SUPPLIED DATA:

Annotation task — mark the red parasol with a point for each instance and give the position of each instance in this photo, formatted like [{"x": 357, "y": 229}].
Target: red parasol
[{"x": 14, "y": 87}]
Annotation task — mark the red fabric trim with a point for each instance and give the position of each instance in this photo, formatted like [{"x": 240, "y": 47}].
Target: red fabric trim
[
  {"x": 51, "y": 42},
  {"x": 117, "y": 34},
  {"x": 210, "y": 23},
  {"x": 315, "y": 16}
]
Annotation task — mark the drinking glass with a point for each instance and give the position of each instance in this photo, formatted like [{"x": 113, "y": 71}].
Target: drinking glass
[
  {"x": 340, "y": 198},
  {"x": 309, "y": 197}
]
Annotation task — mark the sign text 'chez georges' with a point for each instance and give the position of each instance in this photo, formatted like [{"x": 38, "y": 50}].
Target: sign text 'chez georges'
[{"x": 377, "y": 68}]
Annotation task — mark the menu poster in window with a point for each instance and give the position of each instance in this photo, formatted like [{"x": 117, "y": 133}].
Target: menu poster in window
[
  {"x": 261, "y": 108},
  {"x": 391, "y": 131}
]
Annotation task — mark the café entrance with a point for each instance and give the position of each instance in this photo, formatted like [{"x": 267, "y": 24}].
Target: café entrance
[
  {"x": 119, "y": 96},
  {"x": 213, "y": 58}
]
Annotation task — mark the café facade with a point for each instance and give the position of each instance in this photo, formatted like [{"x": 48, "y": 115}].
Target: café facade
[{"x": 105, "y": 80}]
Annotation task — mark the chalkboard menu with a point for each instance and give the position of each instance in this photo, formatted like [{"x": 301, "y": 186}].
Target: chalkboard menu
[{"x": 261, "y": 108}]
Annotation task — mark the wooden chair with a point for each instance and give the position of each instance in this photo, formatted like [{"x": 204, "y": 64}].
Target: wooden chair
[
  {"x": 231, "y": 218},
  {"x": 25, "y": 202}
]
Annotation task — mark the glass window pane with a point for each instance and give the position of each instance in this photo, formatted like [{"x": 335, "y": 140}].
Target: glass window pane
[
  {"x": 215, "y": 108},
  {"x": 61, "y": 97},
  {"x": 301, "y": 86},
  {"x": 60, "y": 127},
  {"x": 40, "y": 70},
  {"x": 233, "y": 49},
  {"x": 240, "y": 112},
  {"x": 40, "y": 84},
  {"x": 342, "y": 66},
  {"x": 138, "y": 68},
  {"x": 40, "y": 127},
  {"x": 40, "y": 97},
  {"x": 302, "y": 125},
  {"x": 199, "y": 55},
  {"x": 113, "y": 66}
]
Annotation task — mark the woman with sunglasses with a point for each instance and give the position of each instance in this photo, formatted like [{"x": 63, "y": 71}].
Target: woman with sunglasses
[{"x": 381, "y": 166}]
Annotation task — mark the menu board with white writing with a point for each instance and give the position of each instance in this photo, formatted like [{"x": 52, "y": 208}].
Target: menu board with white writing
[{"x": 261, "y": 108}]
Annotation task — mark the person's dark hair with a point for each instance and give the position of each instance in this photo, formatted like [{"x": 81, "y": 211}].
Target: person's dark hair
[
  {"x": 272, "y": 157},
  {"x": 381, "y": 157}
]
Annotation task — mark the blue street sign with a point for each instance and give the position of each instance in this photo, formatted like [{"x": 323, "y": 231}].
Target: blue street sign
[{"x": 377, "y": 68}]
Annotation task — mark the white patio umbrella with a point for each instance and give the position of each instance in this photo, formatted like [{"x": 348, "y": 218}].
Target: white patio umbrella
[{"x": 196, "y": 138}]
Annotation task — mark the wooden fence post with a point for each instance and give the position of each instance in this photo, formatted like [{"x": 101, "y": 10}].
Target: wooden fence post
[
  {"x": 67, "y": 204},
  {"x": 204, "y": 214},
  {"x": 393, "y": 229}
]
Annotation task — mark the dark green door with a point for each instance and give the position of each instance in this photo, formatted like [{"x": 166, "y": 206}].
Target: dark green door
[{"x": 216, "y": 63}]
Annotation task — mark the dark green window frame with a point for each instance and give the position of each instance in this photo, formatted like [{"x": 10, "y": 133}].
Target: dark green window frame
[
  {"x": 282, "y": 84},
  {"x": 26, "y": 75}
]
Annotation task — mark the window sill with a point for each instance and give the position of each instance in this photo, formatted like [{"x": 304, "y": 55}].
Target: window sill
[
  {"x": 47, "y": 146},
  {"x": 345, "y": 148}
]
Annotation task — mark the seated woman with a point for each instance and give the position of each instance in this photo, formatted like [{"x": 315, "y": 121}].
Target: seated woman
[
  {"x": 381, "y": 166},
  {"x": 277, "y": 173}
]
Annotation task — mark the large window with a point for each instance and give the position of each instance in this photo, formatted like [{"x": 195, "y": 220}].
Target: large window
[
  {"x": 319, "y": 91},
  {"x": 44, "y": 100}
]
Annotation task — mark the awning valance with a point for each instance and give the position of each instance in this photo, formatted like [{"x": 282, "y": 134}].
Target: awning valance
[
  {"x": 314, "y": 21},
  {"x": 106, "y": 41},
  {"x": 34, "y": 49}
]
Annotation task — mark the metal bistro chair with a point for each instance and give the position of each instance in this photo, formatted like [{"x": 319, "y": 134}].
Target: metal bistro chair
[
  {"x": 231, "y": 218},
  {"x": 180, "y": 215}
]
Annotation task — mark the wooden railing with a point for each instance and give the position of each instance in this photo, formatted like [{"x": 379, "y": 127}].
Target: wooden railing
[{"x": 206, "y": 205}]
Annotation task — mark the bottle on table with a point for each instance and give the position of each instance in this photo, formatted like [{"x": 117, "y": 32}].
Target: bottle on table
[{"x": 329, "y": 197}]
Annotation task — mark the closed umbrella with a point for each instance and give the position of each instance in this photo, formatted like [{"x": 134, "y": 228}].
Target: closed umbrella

AIM OF THE EXERCISE: Write out all of the records above again, substituting "Labeling job" for every occurrence of "Annotation task" and keeping everything else the same.

FINISHED ANSWER:
Labeling job — mark the red parasol with a point for each instance and give the position of each instance in this photo, formatted like [{"x": 357, "y": 229}].
Target: red parasol
[{"x": 14, "y": 87}]
Labeling job — mark the red fabric trim with a point for each instance and give the position of each instance in this photo, formatted like [{"x": 240, "y": 47}].
Target: red fabric trim
[
  {"x": 51, "y": 42},
  {"x": 117, "y": 34},
  {"x": 210, "y": 23},
  {"x": 315, "y": 16}
]
Labeling job — mark the drinking glass with a point for each instance and give the position of each instance in this photo, formatted like [{"x": 113, "y": 71}].
Target: drinking glass
[
  {"x": 340, "y": 198},
  {"x": 309, "y": 197}
]
Labeling job — mark the sign text 'chez georges' with a point for each instance and give the position of each instance in this photo, formatted like [{"x": 38, "y": 50}].
Target: sign text 'chez georges'
[{"x": 377, "y": 68}]
Labeling job — mark the menu poster in window with a point for each instance and give the position of each instance in this photo, formatted like [{"x": 117, "y": 133}].
Target: menu poster in window
[
  {"x": 261, "y": 108},
  {"x": 391, "y": 131}
]
Labeling job — mark the café entrance with a point for each instance and give the position of each instance in this photo, formatted like [{"x": 267, "y": 24}].
Target: café entrance
[
  {"x": 119, "y": 96},
  {"x": 213, "y": 58}
]
Labeling job — mark the café facade with a point for each instance and give the position of each instance in this photo, formatted like [{"x": 48, "y": 115}].
Target: café facade
[{"x": 105, "y": 80}]
Labeling job — mark the chalkboard menu with a point for each instance and give the position of each instance in this photo, formatted like [{"x": 301, "y": 186}].
Target: chalkboard menu
[{"x": 261, "y": 108}]
Labeling job — mark the wooden chair with a point for each instance and give the position of each instance in this photo, formatted like [{"x": 204, "y": 64}].
Target: wooden chair
[
  {"x": 231, "y": 218},
  {"x": 25, "y": 202}
]
Labeling job — mark the glass window pane with a point for each instance and give the position of each instance in this photo, formatted like [{"x": 335, "y": 140}].
Target: glass window pane
[
  {"x": 215, "y": 108},
  {"x": 61, "y": 97},
  {"x": 301, "y": 86},
  {"x": 60, "y": 127},
  {"x": 40, "y": 70},
  {"x": 233, "y": 49},
  {"x": 240, "y": 112},
  {"x": 40, "y": 84},
  {"x": 342, "y": 66},
  {"x": 138, "y": 68},
  {"x": 40, "y": 127},
  {"x": 40, "y": 97},
  {"x": 302, "y": 125},
  {"x": 199, "y": 55},
  {"x": 113, "y": 66}
]
Labeling job — mark the woman with sunglasses with a point for each instance and give the position of each instance in this photo, formatted like [{"x": 63, "y": 71}].
Target: woman with sunglasses
[{"x": 381, "y": 166}]
Labeling job — mark the menu board with white writing with a point for each instance and give the position of each instance in this photo, formatted like [{"x": 52, "y": 208}].
Target: menu board with white writing
[{"x": 261, "y": 108}]
Labeling job — mark the person's dark hair with a point for each instance and give the position of each instance in this photo, formatted like [{"x": 81, "y": 211}].
Target: person's dark hair
[
  {"x": 272, "y": 157},
  {"x": 381, "y": 157}
]
Labeling job — mark the blue street sign with a point for each instance and give the position of each instance in this photo, formatted like [{"x": 323, "y": 231}].
Target: blue street sign
[{"x": 377, "y": 68}]
Labeling job — mark the white patio umbrella with a point for each instance and give the position of each instance in this photo, formatted like [{"x": 348, "y": 218}].
Target: white patio umbrella
[{"x": 196, "y": 138}]
Labeling job — mark the wooden fence post with a point for each instance and give the position of each instance in this photo, formatted like [{"x": 101, "y": 10}].
Target: wooden fence post
[
  {"x": 67, "y": 204},
  {"x": 204, "y": 214},
  {"x": 393, "y": 229}
]
Labeling job — mark the dark green door with a point for each instance and give the position of each instance in this photo, formatted like [{"x": 166, "y": 206}].
Target: dark green door
[{"x": 216, "y": 63}]
Labeling job — mark the dark green window frame with a point for each instance and give the position of each instance in this photo, formatted like [{"x": 10, "y": 133}].
Target: dark green window frame
[
  {"x": 282, "y": 84},
  {"x": 26, "y": 75}
]
Labeling job — mark the window sill with a point for each instance and give the position of each instance in this photo, formatted like [{"x": 304, "y": 55}].
Target: window sill
[
  {"x": 47, "y": 146},
  {"x": 345, "y": 148}
]
Labeling job — mark the seated woman with a point for each instance and give the position of each instance in this photo, formatted like [{"x": 315, "y": 121}].
Target: seated woman
[
  {"x": 381, "y": 166},
  {"x": 277, "y": 173}
]
Labeling job — mark the large window with a point for each instance and give the position of each instance in this photo, formatted like [{"x": 195, "y": 220}].
Target: large window
[
  {"x": 319, "y": 91},
  {"x": 44, "y": 100}
]
Labeling job — mark the awning valance with a point for each instance and give the position of each instance in this photo, formatted like [{"x": 282, "y": 134}].
Target: awning valance
[
  {"x": 314, "y": 21},
  {"x": 106, "y": 41},
  {"x": 34, "y": 49}
]
Labeling job — mark the metal bistro chair with a point for each instance and give the position of each instance in this photo, formatted like [{"x": 319, "y": 134}].
Target: metal bistro chair
[
  {"x": 231, "y": 218},
  {"x": 180, "y": 215}
]
Labeling job — mark the wooden railing with a point for each instance and give the position of each instance in this photo, formatted like [{"x": 379, "y": 127}].
Target: wooden railing
[{"x": 206, "y": 205}]
Labeling job — mark the bottle on table with a point for each instance and give the position of each instance in this photo, formatted like [{"x": 117, "y": 32}].
Target: bottle on table
[{"x": 329, "y": 197}]
Labeling job — mark the closed umbrella with a point for each instance and give the position of each instance in this photo, formatted like [{"x": 134, "y": 228}].
Target: closed umbrella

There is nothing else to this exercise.